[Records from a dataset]
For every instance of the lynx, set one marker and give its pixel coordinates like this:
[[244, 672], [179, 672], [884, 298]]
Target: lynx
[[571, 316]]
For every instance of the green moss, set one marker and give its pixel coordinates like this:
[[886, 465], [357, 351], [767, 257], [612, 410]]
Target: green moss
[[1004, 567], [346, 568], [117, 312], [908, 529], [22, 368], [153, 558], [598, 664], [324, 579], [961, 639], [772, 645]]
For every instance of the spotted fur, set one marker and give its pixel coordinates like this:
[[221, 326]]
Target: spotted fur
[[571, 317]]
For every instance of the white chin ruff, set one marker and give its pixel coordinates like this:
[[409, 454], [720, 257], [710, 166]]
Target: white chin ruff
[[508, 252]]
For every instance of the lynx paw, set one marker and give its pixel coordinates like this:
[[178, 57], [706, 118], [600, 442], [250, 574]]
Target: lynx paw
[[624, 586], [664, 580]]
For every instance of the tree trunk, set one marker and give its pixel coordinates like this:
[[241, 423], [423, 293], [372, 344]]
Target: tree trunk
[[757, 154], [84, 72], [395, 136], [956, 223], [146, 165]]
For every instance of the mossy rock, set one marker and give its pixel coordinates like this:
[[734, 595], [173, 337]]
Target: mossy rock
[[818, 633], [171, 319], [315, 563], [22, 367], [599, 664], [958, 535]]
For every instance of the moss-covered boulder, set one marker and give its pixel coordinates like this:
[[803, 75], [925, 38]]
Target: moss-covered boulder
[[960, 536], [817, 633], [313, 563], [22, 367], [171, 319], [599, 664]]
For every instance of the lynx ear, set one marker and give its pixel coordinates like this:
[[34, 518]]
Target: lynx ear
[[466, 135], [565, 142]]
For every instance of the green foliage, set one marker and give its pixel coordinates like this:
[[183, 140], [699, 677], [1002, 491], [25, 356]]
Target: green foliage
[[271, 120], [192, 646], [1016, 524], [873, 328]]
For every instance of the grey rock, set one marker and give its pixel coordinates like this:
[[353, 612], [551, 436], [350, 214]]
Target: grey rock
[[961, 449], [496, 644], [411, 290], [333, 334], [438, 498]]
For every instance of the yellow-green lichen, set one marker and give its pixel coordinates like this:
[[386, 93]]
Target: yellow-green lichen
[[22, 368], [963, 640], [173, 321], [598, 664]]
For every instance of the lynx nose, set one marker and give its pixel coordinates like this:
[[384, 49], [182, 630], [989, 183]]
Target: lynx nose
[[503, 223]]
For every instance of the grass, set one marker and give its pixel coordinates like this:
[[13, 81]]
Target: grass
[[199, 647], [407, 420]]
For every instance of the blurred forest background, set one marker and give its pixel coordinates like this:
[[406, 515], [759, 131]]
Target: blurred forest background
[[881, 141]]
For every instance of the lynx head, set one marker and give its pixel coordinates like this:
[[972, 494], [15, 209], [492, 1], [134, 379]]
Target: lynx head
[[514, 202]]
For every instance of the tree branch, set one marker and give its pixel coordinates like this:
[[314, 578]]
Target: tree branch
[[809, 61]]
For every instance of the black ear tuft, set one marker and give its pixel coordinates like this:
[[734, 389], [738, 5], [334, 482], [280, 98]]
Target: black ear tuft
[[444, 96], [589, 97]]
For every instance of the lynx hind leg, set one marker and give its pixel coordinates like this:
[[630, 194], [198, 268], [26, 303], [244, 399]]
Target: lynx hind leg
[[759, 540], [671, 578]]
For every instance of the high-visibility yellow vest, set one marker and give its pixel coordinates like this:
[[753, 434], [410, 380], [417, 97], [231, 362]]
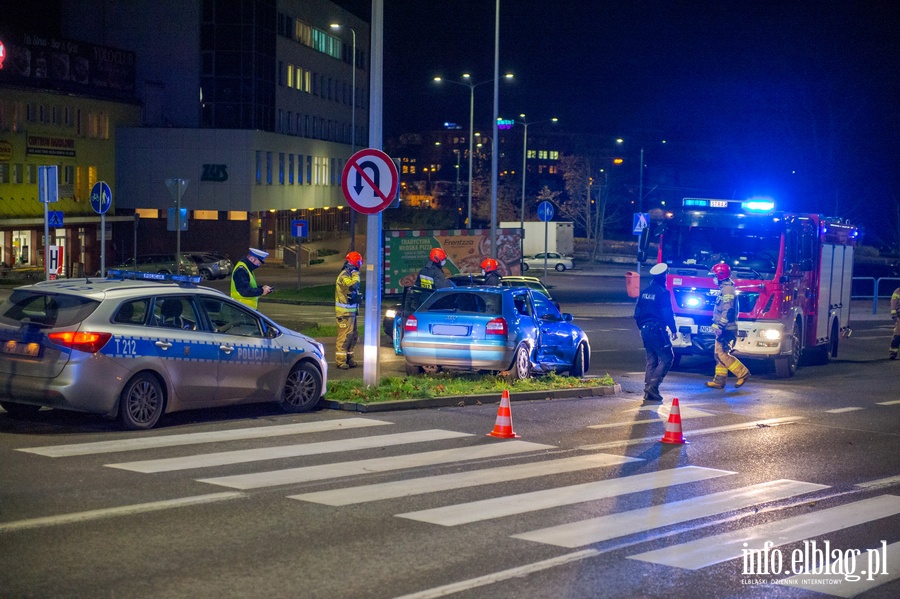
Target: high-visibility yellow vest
[[253, 302]]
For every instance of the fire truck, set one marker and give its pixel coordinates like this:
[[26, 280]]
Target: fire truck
[[792, 273]]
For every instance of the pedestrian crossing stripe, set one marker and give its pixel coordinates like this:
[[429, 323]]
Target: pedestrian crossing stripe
[[156, 442], [498, 507], [460, 480], [604, 528], [716, 549], [286, 451], [291, 476]]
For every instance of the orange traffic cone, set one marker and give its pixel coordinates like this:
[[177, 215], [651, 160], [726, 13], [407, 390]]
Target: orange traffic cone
[[503, 425], [673, 426]]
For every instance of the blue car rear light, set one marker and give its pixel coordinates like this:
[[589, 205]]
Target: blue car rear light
[[496, 327]]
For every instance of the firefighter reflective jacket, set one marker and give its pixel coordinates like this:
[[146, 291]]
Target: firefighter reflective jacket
[[346, 291]]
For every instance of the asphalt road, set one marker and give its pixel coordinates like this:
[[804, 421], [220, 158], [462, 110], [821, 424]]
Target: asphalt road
[[250, 502]]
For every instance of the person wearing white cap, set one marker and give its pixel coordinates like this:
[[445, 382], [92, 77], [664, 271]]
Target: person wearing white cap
[[653, 315], [243, 282]]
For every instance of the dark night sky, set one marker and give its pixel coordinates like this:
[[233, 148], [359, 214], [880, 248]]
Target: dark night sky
[[802, 96]]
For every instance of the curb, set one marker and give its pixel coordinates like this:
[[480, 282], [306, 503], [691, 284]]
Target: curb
[[458, 401]]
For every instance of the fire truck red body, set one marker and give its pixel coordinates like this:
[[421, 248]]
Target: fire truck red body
[[792, 273]]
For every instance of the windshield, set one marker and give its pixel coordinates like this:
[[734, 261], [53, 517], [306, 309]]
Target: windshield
[[700, 244]]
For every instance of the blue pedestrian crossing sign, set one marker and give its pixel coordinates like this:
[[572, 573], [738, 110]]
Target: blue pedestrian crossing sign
[[101, 197], [641, 222]]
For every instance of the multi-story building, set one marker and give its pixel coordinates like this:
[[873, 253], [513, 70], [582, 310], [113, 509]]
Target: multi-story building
[[251, 101], [61, 103]]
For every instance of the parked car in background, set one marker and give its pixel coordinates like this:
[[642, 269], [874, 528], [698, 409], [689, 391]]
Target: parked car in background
[[163, 264], [512, 330], [209, 266], [555, 261], [137, 349]]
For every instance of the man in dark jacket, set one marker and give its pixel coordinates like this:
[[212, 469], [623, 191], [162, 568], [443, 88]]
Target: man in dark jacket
[[653, 315], [432, 274]]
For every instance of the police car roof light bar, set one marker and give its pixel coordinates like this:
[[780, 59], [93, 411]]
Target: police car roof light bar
[[150, 276]]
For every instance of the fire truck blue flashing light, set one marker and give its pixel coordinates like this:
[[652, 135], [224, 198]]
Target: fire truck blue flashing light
[[758, 205]]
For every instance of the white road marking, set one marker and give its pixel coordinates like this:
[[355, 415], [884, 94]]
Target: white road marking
[[262, 432], [342, 469], [881, 482], [285, 451], [715, 549], [889, 571], [495, 577], [698, 432], [498, 507], [125, 510], [460, 480], [662, 412], [604, 528]]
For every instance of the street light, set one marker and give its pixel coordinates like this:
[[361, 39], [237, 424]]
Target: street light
[[468, 83], [352, 123], [524, 167]]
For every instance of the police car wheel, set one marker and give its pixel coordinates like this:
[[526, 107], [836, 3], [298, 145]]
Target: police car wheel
[[302, 389], [141, 403]]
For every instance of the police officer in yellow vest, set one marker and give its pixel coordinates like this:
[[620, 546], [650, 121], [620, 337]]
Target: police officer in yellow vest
[[243, 283], [346, 306]]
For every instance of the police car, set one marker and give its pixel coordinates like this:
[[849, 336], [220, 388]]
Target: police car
[[138, 345]]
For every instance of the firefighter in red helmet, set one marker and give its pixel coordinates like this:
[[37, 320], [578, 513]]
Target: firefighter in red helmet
[[725, 326], [346, 307], [489, 268], [432, 274]]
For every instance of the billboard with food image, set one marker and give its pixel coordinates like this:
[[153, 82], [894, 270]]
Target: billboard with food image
[[406, 252]]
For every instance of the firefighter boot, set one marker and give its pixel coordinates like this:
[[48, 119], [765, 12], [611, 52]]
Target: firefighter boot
[[739, 371], [718, 381]]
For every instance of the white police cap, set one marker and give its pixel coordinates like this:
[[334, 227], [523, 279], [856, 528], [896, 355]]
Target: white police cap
[[259, 254], [659, 269]]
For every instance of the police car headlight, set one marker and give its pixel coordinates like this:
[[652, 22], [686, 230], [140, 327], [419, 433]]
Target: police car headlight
[[692, 301]]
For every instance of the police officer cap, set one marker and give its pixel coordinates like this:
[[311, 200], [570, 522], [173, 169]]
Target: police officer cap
[[259, 254]]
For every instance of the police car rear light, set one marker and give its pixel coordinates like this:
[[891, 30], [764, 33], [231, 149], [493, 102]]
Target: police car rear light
[[82, 341], [496, 327], [411, 324]]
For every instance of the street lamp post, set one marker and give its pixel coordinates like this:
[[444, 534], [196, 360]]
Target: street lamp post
[[352, 122], [468, 83], [525, 124]]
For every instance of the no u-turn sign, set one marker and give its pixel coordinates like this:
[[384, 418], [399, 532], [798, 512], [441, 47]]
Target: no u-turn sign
[[369, 181]]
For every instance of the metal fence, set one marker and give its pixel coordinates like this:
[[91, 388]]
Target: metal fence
[[871, 287]]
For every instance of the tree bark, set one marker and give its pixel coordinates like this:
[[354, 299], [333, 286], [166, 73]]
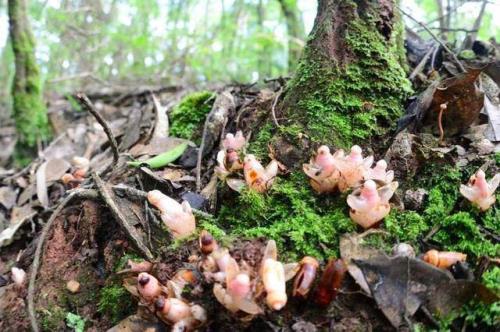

AIM OF THE EXERCISE: Count the lines in the listing that contain the string "truck", and reply with the number alone.

RESULT OF THIS TASK: 6